*Exercise task*
Copy out all the records below with every "practice" changed to "exercise" and nothing else altered. Leave the pictures out.

Data taken from a collection:
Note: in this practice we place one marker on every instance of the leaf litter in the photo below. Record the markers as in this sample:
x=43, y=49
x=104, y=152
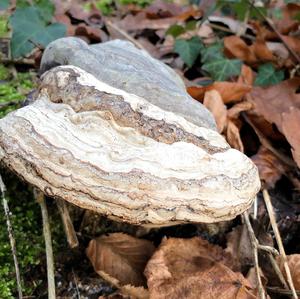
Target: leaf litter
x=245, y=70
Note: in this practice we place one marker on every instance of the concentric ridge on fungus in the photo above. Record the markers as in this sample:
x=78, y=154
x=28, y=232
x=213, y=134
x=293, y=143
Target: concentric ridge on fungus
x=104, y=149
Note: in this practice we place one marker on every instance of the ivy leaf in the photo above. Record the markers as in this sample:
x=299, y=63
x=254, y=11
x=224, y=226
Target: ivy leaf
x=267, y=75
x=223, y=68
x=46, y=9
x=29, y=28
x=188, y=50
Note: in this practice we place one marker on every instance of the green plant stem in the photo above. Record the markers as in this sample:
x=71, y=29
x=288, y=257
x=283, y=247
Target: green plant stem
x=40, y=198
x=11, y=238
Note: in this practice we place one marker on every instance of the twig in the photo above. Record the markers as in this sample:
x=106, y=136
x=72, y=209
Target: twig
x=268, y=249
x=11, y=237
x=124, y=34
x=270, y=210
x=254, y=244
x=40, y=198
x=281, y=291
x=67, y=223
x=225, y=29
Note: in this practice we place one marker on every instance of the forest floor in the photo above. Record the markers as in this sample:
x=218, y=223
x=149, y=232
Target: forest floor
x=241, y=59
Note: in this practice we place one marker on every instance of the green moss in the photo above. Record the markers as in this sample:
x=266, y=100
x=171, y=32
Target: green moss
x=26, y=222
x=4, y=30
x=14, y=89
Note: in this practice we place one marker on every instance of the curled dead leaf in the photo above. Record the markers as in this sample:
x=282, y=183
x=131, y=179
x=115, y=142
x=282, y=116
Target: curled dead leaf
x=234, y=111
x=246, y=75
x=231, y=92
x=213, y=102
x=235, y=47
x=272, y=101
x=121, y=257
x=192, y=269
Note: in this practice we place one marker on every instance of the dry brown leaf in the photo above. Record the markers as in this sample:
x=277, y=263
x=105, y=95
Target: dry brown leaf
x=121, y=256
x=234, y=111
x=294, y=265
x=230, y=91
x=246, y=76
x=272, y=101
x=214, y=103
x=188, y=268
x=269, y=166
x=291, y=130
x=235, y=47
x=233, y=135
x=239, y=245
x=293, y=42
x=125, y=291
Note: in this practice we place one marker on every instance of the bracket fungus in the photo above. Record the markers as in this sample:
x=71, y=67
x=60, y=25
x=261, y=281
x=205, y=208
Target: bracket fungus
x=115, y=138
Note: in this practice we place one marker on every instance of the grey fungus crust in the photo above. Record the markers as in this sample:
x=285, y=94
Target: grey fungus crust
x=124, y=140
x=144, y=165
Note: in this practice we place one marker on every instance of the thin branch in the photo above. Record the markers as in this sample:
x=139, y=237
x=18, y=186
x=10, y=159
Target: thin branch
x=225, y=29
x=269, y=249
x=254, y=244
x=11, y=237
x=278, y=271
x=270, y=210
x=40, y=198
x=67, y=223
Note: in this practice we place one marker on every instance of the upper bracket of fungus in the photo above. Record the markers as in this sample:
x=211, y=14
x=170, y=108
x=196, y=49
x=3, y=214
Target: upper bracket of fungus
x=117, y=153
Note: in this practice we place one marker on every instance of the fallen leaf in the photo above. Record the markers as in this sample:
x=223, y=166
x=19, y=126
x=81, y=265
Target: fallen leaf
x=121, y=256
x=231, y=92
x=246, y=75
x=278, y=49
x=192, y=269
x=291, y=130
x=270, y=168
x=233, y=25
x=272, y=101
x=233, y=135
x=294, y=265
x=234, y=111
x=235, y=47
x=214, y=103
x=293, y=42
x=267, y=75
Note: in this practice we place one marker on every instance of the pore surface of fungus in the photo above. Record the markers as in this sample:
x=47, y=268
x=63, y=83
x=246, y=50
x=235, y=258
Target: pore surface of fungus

*Reply*
Note: in this exercise we place one marker on every instance of the leaf litter in the photo below. Record the markers as in this sample:
x=43, y=49
x=104, y=152
Target: leaf litter
x=245, y=70
Note: in this exercise we place one marker on every instance of the concentric ridge on fungus in the photo above. Record the markers as in this sample:
x=78, y=154
x=28, y=232
x=213, y=134
x=293, y=143
Target: concentric ridge on fungus
x=104, y=149
Note: in this exercise we place one marker on every instance of the ivy leaf in the photo above. Record the markers as in this sample:
x=299, y=63
x=254, y=11
x=224, y=226
Target: ivy leaf
x=267, y=75
x=223, y=68
x=46, y=9
x=29, y=28
x=188, y=50
Note: in this exercise we place one marker on every instance of the green plant stem in the photo above. Record the markers as in this sample:
x=71, y=29
x=288, y=257
x=283, y=247
Target: green plant stem
x=40, y=198
x=11, y=238
Note: in this exercise we place one marker on every instance of the twig in the photo above. Record the markers as in this sample:
x=106, y=136
x=72, y=209
Target: twig
x=268, y=249
x=11, y=237
x=124, y=34
x=270, y=210
x=254, y=244
x=40, y=198
x=281, y=291
x=67, y=223
x=225, y=29
Note: in this exercise we place one marker on every instance of the forest floor in the photo above. Record the markers as in this sample:
x=218, y=223
x=149, y=232
Target: forest floor
x=241, y=59
Note: in this exercise we place one marker on every instance of the green moss in the photo above. Record the markers as in this sample:
x=266, y=100
x=171, y=32
Target: green moss
x=26, y=222
x=4, y=30
x=14, y=89
Note: in this exercise we place one marker on every instance of the curled dead leaf in the photo above. Record the markers as in this sample:
x=282, y=183
x=131, y=179
x=115, y=142
x=282, y=116
Target: curled dead leaf
x=234, y=111
x=246, y=75
x=231, y=92
x=213, y=102
x=235, y=47
x=272, y=101
x=121, y=257
x=192, y=269
Note: in this exercise we place one marker on every instance of the dry brown leaf in the photo above. Record the markers as in this sample:
x=277, y=263
x=105, y=95
Target: dry brown leaf
x=121, y=256
x=234, y=111
x=294, y=265
x=230, y=91
x=246, y=76
x=272, y=101
x=214, y=103
x=188, y=268
x=269, y=166
x=291, y=130
x=235, y=47
x=233, y=135
x=239, y=245
x=293, y=42
x=125, y=291
Note: in this exercise we place one marker on every instance of the bracket fungus in the photo above. Record the markers as in this sample:
x=71, y=67
x=60, y=25
x=261, y=281
x=205, y=208
Target: bracket fungus
x=115, y=138
Note: in this exercise we place one marker on every instance of the grey fungus crust in the photo above. Record the markers as in this sample:
x=285, y=94
Target: grey fungus crust
x=124, y=140
x=144, y=165
Note: in this exercise we place one marker on every instance of the thin branch in the photo above. Record the markers as in this sample:
x=139, y=237
x=18, y=186
x=10, y=159
Target: thin branch
x=225, y=29
x=269, y=249
x=254, y=244
x=11, y=237
x=278, y=271
x=270, y=210
x=40, y=198
x=67, y=223
Note: in this exercise we place one marker on every instance of the upper bracket of fungus in the photo above. Record the markers as in this sample:
x=211, y=14
x=170, y=108
x=196, y=49
x=3, y=214
Target: upper bracket of fungus
x=117, y=153
Note: in this exercise we place one marker on every instance of the fallen leaf in the photo above. Record the markers as in this sample:
x=223, y=166
x=19, y=126
x=81, y=265
Target: fallen leaf
x=121, y=256
x=231, y=92
x=246, y=75
x=278, y=49
x=192, y=269
x=291, y=130
x=270, y=168
x=233, y=25
x=272, y=101
x=233, y=135
x=294, y=265
x=234, y=111
x=235, y=47
x=214, y=103
x=293, y=42
x=267, y=75
Note: in this exercise we place one marker on every instance of the pore surface of fungus in the photo above. Record the markers as in this sample:
x=47, y=268
x=63, y=83
x=246, y=50
x=235, y=258
Target: pore surface of fungus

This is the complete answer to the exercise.